* _WHAT YOU HAVE TO DO_
Rewrite every line of the items below as a numbered list, leaving out any blank lines.

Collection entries
▬▬▬▬▬▬▬▬▬▬
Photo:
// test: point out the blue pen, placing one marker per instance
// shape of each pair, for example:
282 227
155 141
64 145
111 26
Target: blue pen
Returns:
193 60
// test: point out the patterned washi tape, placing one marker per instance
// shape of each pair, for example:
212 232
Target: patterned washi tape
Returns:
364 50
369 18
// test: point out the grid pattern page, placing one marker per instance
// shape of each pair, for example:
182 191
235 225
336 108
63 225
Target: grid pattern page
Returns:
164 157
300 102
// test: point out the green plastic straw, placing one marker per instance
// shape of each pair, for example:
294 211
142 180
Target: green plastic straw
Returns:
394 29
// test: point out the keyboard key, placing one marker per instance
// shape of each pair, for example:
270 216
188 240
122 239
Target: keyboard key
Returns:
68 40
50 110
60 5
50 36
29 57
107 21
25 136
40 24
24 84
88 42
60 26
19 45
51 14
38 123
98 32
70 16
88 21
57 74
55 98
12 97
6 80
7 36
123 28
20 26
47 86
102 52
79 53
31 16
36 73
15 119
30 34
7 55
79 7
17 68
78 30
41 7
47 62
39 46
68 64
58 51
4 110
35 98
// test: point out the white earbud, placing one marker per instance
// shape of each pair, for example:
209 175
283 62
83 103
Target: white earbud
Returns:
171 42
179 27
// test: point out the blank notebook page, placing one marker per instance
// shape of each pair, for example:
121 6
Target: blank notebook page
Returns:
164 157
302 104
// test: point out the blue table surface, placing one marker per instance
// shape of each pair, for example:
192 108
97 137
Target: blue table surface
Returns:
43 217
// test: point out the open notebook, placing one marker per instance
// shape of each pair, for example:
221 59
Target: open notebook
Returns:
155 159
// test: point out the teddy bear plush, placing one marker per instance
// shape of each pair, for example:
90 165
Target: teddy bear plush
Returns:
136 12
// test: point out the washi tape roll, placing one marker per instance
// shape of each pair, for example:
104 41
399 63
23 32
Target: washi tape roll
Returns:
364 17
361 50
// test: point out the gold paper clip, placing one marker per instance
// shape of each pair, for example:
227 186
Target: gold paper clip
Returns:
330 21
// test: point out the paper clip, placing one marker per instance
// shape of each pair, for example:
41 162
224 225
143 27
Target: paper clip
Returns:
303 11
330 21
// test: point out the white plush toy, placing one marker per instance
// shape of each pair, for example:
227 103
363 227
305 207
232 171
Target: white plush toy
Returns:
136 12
▬▬▬▬▬▬▬▬▬▬
* _RESPONSE_
1. Photo:
2. // test: point out the blue pen, placing one marker per instance
3. // shape of each pair, for example:
4. 282 227
5. 155 141
6. 64 145
7. 111 26
8. Target: blue pen
9. Returns:
10. 193 60
11. // test: point out the patterned washi tape, placing one marker per instance
12. // shape of each pair, for example:
13. 212 232
14. Target: patterned washi tape
15. Returns:
16. 364 50
17. 369 18
18. // test: point out the grid pattern page, placing one marker per instance
19. // shape of each pair, for example:
20. 182 191
21. 235 225
22. 336 108
23. 63 225
24. Target: grid pattern page
25. Returns:
26. 164 157
27. 300 102
28. // test: point out the green plastic straw, placing one marker per instance
29. // shape of each pair, for example:
30. 294 211
31. 142 180
32. Target: green plastic straw
33. Returns:
34. 394 29
35. // test: point out the keyboard key, placing one marker per instance
36. // shape of each pair, for example:
37. 270 216
38. 188 240
39. 122 239
40. Target: keyboard key
41. Returns:
42. 68 40
43. 50 110
44. 60 5
45. 50 36
46. 29 57
47. 107 21
48. 25 136
49. 40 24
50. 24 84
51. 88 42
52. 60 26
53. 19 45
54. 51 14
55. 38 123
56. 98 32
57. 70 16
58. 88 21
59. 57 74
60. 55 98
61. 12 97
62. 6 80
63. 7 36
64. 123 28
65. 20 26
66. 47 86
67. 102 52
68. 79 53
69. 31 16
70. 36 73
71. 15 119
72. 30 34
73. 7 55
74. 79 7
75. 17 68
76. 78 30
77. 41 7
78. 47 62
79. 39 46
80. 68 64
81. 58 51
82. 4 110
83. 35 98
84. // test: point out the white earbud, placing one marker per instance
85. // shape of each pair, for example:
86. 209 175
87. 283 62
88. 83 103
89. Target: white earbud
90. Returns:
91. 171 42
92. 179 27
93. // test: point out the blank notebook page, placing one marker per instance
94. // shape of each pair, for example:
95. 121 6
96. Target: blank notebook page
97. Returns:
98. 164 157
99. 302 104
100. // test: point out the blue table surface, placing one marker per instance
101. // shape of each pair, for example:
102. 192 108
103. 97 137
104. Target: blue table surface
105. Returns:
106. 43 217
107. // test: point out the open notebook, placing one marker per instance
108. // shape of each pair, for example:
109. 221 59
110. Target: open notebook
111. Returns:
112. 155 159
113. // test: point out the teddy bear plush, placing one marker per instance
114. // shape of each pair, for example:
115. 90 165
116. Target: teddy bear plush
117. Returns:
118. 136 12
119. // test: point out the washi tape roll, placing one marker per instance
120. // shape of each pair, for example:
121. 104 41
122. 399 63
123. 23 32
124. Target: washi tape roll
125. Returns:
126. 364 17
127. 361 50
128. // test: point out the gold paper clip, placing one marker per instance
129. // shape of each pair, for example:
130. 227 186
131. Target: gold paper clip
132. Returns:
133. 330 21
134. // test: point out the paper clip, placing one marker per instance
135. // shape of each pair, for example:
136. 41 162
137. 224 225
138. 143 27
139. Target: paper clip
140. Returns:
141. 303 11
142. 330 21
143. // test: point out the white plush toy, placing one marker per instance
144. // shape of each pair, for example:
145. 227 103
146. 363 227
147. 305 207
148. 232 171
149. Target: white plush toy
150. Returns:
151. 136 12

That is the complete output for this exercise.